Copy word for word, please, the lines of the entries below running from the one containing "Query: dragon's hind leg" to the one containing "column 59, row 16", both ends included.

▶ [Records to process]

+++++

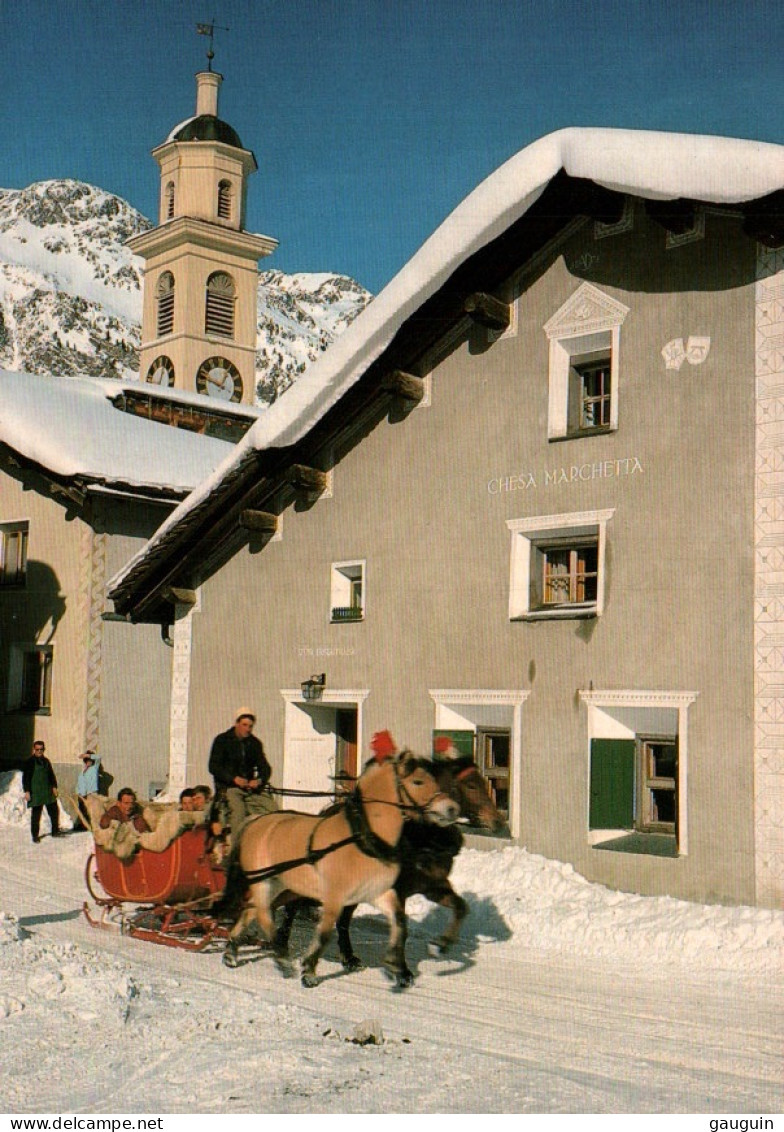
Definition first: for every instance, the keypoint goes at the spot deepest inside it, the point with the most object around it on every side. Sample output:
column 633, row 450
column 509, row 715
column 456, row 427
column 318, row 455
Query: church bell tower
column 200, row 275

+++++

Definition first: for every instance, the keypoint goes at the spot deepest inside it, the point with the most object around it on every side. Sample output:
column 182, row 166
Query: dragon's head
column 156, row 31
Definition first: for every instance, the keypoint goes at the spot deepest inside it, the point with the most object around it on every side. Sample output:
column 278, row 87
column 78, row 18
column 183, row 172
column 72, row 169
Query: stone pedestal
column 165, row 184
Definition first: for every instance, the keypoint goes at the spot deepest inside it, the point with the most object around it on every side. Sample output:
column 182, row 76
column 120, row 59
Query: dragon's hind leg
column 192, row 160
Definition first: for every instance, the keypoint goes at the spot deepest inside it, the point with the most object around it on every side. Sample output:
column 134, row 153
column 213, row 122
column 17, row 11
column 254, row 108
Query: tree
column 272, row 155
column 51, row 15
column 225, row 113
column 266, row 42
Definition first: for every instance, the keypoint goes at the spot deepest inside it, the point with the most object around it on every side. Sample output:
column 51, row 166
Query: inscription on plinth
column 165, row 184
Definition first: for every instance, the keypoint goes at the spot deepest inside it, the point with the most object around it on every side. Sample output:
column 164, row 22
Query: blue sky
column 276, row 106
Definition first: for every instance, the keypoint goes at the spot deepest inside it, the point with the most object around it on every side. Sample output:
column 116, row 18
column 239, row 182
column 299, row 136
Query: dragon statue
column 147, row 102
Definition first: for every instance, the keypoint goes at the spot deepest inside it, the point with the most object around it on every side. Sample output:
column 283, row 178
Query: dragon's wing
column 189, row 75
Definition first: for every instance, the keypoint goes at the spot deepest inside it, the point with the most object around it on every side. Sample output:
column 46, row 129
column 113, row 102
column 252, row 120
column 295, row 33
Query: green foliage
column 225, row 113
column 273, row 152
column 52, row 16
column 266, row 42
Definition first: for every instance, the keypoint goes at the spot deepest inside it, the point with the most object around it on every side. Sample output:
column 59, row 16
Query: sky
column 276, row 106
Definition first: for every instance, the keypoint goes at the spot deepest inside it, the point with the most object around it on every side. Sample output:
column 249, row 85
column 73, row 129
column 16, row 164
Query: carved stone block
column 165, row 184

+++++

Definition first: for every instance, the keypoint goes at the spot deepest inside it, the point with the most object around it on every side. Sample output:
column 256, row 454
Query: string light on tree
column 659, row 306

+++++

▶ [Result of this exercise]
Query: dragon's hind leg
column 192, row 160
Definition first: for every instance, the keypoint goes at the spot deepest inside it, the point with the most object around it on every side. Sample output:
column 134, row 153
column 213, row 122
column 17, row 11
column 254, row 108
Query: tree
column 272, row 155
column 51, row 15
column 225, row 113
column 266, row 42
Definition first: for every instance, the keypoint goes at the spot deepest inside it, the point with the most object around it on every side. Sample output:
column 51, row 166
Query: inscription on plinth
column 165, row 184
Definition first: for every instance, the keypoint goes at the spot deepest inside it, the point with the most object around it on every side. Sample output:
column 164, row 22
Query: blue sky
column 276, row 106
Definition first: for every instance, the keypoint goes at the spot deepest inside it, the point with the most object around it on every side. Sample output:
column 116, row 18
column 239, row 182
column 299, row 136
Query: dragon statue
column 147, row 102
Definition first: for every instance, the keypoint goes at the spot deepest inside it, the point with the most object around it on every side. Sample output:
column 283, row 178
Query: dragon's wing
column 189, row 75
Definition first: for every instance, the keypoint goes at the spot deepest inside it, the point with the most object around it on every side. Sample output:
column 46, row 129
column 113, row 102
column 252, row 120
column 295, row 33
Query: green foliage
column 225, row 113
column 273, row 152
column 52, row 16
column 266, row 42
Definition first: for every instance, the keypoint goes at the spot deepest inside it, the point with the most object around it on every side. Sample output:
column 59, row 16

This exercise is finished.